- Prompt:
Send back the entries below exactly as they appear.

- Exercise data:

— begin —

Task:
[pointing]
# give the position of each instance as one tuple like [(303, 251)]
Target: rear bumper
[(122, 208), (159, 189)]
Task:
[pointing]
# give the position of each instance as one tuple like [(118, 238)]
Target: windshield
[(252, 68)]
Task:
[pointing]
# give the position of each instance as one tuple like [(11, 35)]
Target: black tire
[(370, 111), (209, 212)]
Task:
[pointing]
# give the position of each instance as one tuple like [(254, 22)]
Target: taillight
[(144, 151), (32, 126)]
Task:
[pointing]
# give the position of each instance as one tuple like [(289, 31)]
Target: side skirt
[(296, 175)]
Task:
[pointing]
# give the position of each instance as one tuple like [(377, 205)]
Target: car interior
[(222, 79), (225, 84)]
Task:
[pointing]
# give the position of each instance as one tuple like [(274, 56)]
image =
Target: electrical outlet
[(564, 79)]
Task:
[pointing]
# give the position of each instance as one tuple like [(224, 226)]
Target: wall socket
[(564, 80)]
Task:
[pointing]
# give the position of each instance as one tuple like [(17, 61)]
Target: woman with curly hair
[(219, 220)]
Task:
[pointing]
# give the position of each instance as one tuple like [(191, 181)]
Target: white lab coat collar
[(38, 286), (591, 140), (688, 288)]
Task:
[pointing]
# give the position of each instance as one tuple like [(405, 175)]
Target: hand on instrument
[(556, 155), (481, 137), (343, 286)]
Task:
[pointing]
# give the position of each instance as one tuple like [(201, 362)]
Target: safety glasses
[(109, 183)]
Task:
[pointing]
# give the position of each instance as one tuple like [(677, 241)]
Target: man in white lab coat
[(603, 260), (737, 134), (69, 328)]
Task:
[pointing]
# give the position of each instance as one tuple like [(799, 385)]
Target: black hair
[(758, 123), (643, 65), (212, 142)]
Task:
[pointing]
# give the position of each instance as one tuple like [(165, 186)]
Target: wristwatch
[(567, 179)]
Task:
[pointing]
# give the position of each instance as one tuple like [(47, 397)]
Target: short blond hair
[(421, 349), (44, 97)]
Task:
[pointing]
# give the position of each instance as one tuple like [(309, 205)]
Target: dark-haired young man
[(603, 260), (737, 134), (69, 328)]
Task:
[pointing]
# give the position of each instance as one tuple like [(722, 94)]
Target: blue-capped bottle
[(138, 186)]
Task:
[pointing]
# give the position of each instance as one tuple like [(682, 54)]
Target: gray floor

— end —

- Answer for the task:
Task:
[pointing]
# give the position of each instance as one tuple like [(303, 251)]
Target: rear bumper
[(122, 208), (159, 189)]
Task:
[pointing]
# give the position of each instance as one tuple like [(118, 238)]
Target: windshield
[(252, 68)]
Task:
[pointing]
# give the position of each instance as one tuple like [(11, 35)]
Target: black tire
[(370, 111), (209, 212)]
Task:
[pointing]
# give the position of each instance as one tuple like [(254, 22)]
Target: taillight
[(144, 151), (32, 126)]
Task:
[pointing]
# give the position of each instance as one tuple like [(289, 31)]
Target: side skirt
[(296, 175)]
Task:
[pointing]
# give the position of each instance as one tuple like [(377, 205)]
Target: car interior
[(222, 79), (225, 84)]
Task:
[pointing]
# give the position of each instance as one tuple like [(274, 56)]
image =
Target: electrical outlet
[(564, 79)]
Task:
[pointing]
# give the position of each instance as one tuple like [(224, 226)]
Target: wall socket
[(564, 80)]
Task:
[pointing]
# give the position of each instance as one tuple like [(17, 61)]
Target: woman with curly hair
[(219, 220)]
Task:
[pointing]
# give the position of each instance as one tuple like [(191, 181)]
Target: white lab coat collar
[(38, 286), (591, 140), (688, 288)]
Task:
[pointing]
# give the position of each instance as one tuple like [(405, 175)]
Target: hand on instrument
[(556, 155), (481, 137), (343, 286)]
Task:
[pointing]
# give the position of each instance as one tuple like [(201, 362)]
Target: safety glasses
[(109, 183)]
Task:
[pointing]
# give the position of each instance as one tuple like [(677, 241)]
Target: man in white lab coat
[(603, 260), (737, 134), (69, 328)]
Task:
[pointing]
# give the position of each instance as one tuple like [(799, 385)]
Target: black hair
[(758, 123), (643, 65), (212, 142)]
Task:
[pointing]
# give the position of each instance as one tuple like [(165, 186)]
Target: wristwatch
[(567, 179)]
Task:
[pointing]
# give the position of each instance as one tuple like [(47, 397)]
Target: short blond hair
[(421, 349), (44, 97)]
Task:
[pointing]
# give the position of each instance as one tuple like [(309, 205)]
Target: dark-haired young man
[(603, 260), (737, 134), (69, 328)]
Task:
[pointing]
# give the position of each instance as one tuple like [(722, 94)]
Target: blue-capped bottle
[(138, 186)]
Task:
[pointing]
# give the position of each instance as one tuple like [(682, 54)]
Target: gray floor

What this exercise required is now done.